> _PROVIDED RECORDS_
* * *

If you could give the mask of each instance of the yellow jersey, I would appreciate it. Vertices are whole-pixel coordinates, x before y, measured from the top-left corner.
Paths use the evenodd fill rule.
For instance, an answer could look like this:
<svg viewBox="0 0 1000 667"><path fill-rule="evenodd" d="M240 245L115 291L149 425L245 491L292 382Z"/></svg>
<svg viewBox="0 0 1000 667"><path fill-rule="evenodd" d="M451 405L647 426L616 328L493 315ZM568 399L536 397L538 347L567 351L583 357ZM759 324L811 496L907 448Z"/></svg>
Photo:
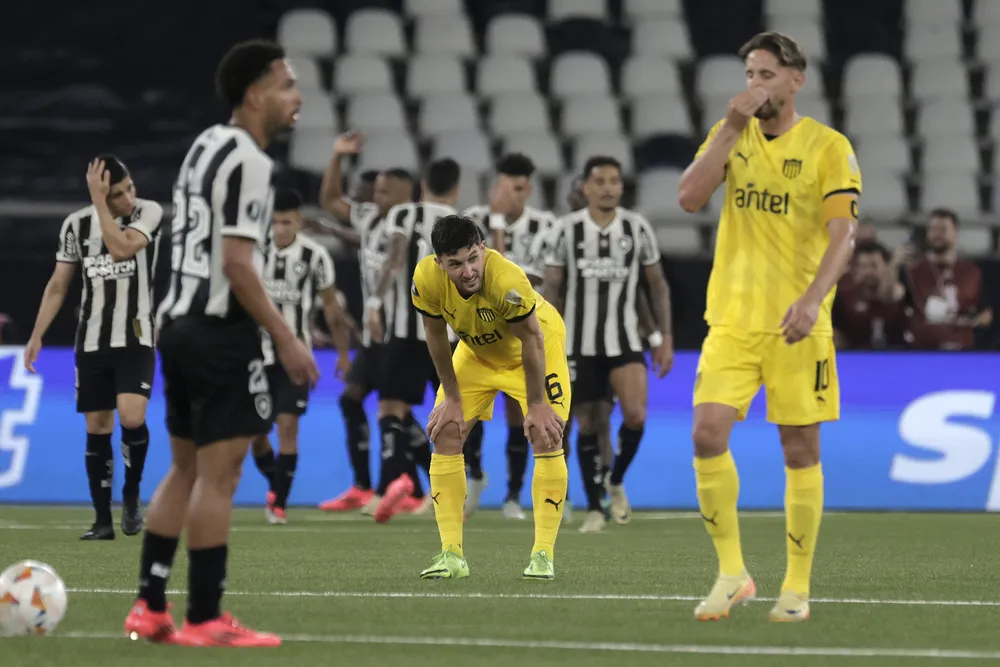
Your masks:
<svg viewBox="0 0 1000 667"><path fill-rule="evenodd" d="M434 255L424 257L413 272L413 306L428 317L444 319L458 334L459 344L491 366L521 365L521 340L510 325L532 313L546 339L565 332L559 311L535 291L524 269L496 250L486 250L482 288L468 299L434 260Z"/></svg>
<svg viewBox="0 0 1000 667"><path fill-rule="evenodd" d="M773 138L751 118L729 153L725 188L705 320L709 326L781 333L785 312L812 283L830 242L824 202L832 195L861 194L854 149L843 134L812 118ZM850 215L857 219L856 206ZM833 335L835 292L823 299L813 334Z"/></svg>

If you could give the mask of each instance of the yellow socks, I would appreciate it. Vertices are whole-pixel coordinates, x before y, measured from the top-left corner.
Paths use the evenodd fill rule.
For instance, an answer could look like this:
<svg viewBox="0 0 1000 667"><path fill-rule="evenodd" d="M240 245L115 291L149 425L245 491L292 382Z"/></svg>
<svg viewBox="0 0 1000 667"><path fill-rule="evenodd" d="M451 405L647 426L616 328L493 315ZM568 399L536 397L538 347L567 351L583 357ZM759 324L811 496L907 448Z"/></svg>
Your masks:
<svg viewBox="0 0 1000 667"><path fill-rule="evenodd" d="M465 456L431 455L431 499L441 534L441 549L462 552L462 512L465 509Z"/></svg>
<svg viewBox="0 0 1000 667"><path fill-rule="evenodd" d="M823 517L823 469L785 468L785 531L788 540L788 573L781 592L809 595L816 538Z"/></svg>
<svg viewBox="0 0 1000 667"><path fill-rule="evenodd" d="M535 546L531 553L545 551L555 559L556 535L566 506L566 486L569 472L563 450L535 454L535 471L531 475L531 501L535 514Z"/></svg>
<svg viewBox="0 0 1000 667"><path fill-rule="evenodd" d="M733 455L726 451L721 456L695 458L694 473L698 483L698 507L719 556L719 572L730 577L739 576L744 571L736 514L740 478Z"/></svg>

* * *

> _WHAT TO PRODUCE_
All that is wanted is the number of lines in the records that include the string "pixel".

> _EXERCISE ANSWER_
2